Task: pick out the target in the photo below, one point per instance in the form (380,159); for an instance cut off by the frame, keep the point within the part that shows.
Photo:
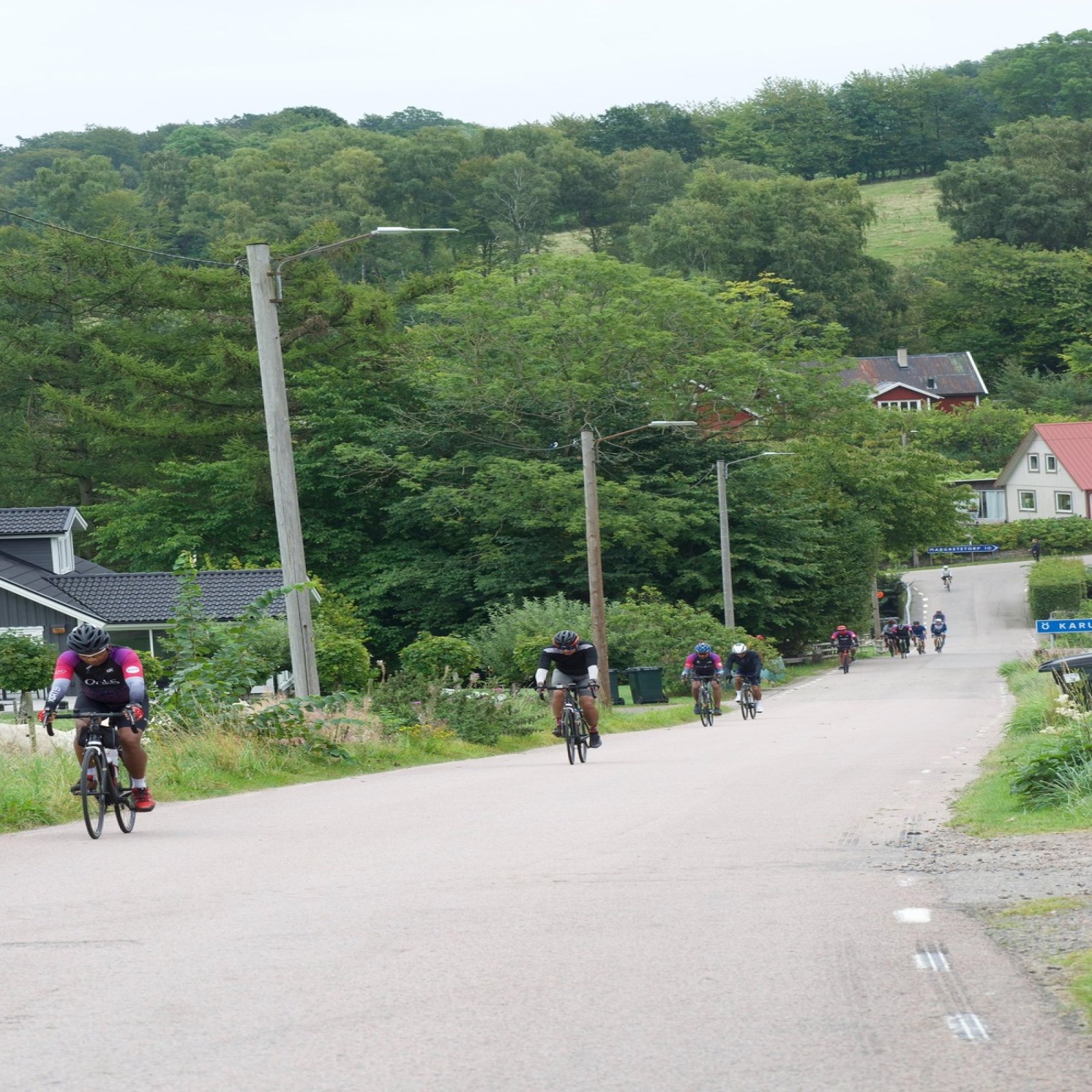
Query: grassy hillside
(906,220)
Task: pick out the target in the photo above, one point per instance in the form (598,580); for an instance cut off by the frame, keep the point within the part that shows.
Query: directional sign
(1064,625)
(962,549)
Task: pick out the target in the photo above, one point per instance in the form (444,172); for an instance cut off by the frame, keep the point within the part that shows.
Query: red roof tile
(1072,442)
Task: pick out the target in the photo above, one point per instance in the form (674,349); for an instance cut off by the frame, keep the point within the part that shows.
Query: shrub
(434,658)
(1057,584)
(513,626)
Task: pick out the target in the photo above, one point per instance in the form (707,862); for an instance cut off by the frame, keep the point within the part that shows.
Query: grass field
(906,222)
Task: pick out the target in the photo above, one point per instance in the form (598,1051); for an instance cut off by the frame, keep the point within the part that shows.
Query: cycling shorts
(582,682)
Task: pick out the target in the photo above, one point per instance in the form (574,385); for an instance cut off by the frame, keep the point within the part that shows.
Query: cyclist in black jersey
(575,661)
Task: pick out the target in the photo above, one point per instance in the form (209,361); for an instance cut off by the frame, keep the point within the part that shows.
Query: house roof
(20,522)
(1072,442)
(955,373)
(150,598)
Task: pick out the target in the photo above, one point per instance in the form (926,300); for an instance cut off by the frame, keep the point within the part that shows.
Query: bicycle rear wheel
(582,741)
(125,809)
(93,790)
(571,730)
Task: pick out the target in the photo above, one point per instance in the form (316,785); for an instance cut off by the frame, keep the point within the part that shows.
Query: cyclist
(704,664)
(575,661)
(746,663)
(844,638)
(112,682)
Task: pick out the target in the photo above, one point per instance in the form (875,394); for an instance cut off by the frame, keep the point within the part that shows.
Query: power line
(114,243)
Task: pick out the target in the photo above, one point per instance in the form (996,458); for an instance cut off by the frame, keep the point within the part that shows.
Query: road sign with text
(1064,625)
(962,549)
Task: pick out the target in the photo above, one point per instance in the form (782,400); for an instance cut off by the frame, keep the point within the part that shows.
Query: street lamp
(595,597)
(722,497)
(282,467)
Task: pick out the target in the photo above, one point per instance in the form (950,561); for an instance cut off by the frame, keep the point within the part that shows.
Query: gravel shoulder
(997,880)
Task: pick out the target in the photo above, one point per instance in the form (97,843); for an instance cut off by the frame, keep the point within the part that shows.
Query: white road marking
(915,915)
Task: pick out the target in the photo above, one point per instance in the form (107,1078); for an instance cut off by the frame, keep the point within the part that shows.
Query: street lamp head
(405,231)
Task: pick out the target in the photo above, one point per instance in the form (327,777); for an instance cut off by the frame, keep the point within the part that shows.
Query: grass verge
(988,807)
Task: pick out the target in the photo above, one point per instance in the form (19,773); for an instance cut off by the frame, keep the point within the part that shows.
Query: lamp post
(265,285)
(589,446)
(722,497)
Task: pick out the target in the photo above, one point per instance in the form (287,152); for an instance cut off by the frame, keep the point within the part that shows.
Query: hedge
(1057,584)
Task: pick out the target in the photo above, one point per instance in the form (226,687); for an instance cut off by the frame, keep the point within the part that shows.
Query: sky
(138,63)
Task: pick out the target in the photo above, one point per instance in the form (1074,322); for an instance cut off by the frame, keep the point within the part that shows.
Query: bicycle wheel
(571,729)
(706,706)
(125,809)
(93,790)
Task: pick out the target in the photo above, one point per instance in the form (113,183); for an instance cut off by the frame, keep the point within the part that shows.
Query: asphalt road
(695,909)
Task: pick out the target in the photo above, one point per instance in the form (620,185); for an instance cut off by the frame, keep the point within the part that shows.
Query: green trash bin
(615,697)
(647,685)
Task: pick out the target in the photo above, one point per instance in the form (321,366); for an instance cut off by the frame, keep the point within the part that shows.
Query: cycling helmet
(85,640)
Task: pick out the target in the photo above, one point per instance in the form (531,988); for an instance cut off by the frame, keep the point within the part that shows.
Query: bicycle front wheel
(125,808)
(93,790)
(571,730)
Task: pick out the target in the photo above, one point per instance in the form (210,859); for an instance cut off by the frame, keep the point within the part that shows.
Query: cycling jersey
(704,669)
(748,663)
(118,680)
(582,663)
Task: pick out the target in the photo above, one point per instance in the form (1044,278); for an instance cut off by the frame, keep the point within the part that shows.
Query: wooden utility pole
(722,500)
(595,562)
(283,469)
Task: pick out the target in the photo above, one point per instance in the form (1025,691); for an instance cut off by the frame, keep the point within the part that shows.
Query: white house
(1050,474)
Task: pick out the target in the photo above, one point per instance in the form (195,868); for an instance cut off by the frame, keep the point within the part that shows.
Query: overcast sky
(142,63)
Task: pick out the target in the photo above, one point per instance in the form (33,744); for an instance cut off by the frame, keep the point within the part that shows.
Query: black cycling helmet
(85,640)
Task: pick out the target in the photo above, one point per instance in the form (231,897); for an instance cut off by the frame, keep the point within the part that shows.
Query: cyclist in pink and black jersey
(112,682)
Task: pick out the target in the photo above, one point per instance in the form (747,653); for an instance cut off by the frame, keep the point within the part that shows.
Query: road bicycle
(747,700)
(104,780)
(575,729)
(706,702)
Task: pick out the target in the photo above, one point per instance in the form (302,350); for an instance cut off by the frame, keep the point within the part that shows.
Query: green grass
(988,806)
(906,223)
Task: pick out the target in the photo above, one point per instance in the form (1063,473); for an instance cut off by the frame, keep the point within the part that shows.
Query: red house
(931,382)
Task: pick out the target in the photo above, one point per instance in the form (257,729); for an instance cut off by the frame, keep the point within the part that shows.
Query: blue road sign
(1064,625)
(962,549)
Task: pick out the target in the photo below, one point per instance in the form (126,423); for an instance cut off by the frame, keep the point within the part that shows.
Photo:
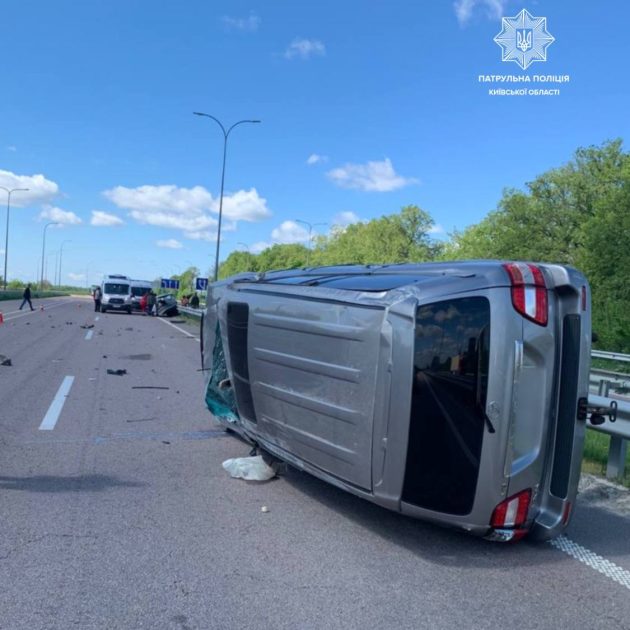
• • •
Task objective
Rewrite the entries from the line with "the form (1063,473);" through the end of the entries, putting "border" wherever "frame" stands and changing nothing else. Leave the pictures out of your answer.

Solution for this problem
Task: pick out the target in the photo above, one point per instance in the form (1063,473); for an instance cut off by the border, keep the point within the part that shows.
Query: red house
(931,382)
Task: pick out the target in the photo above, one point per instance in the form (257,729); for an instance cut off by the border, keep the point within the part that shows.
Query: blue road sign
(1064,625)
(962,549)
Task: pick out the target in the photo below, one point per instance in the form (126,423); for an instance cut off by the border, keep the point within the part that shows.
Photo:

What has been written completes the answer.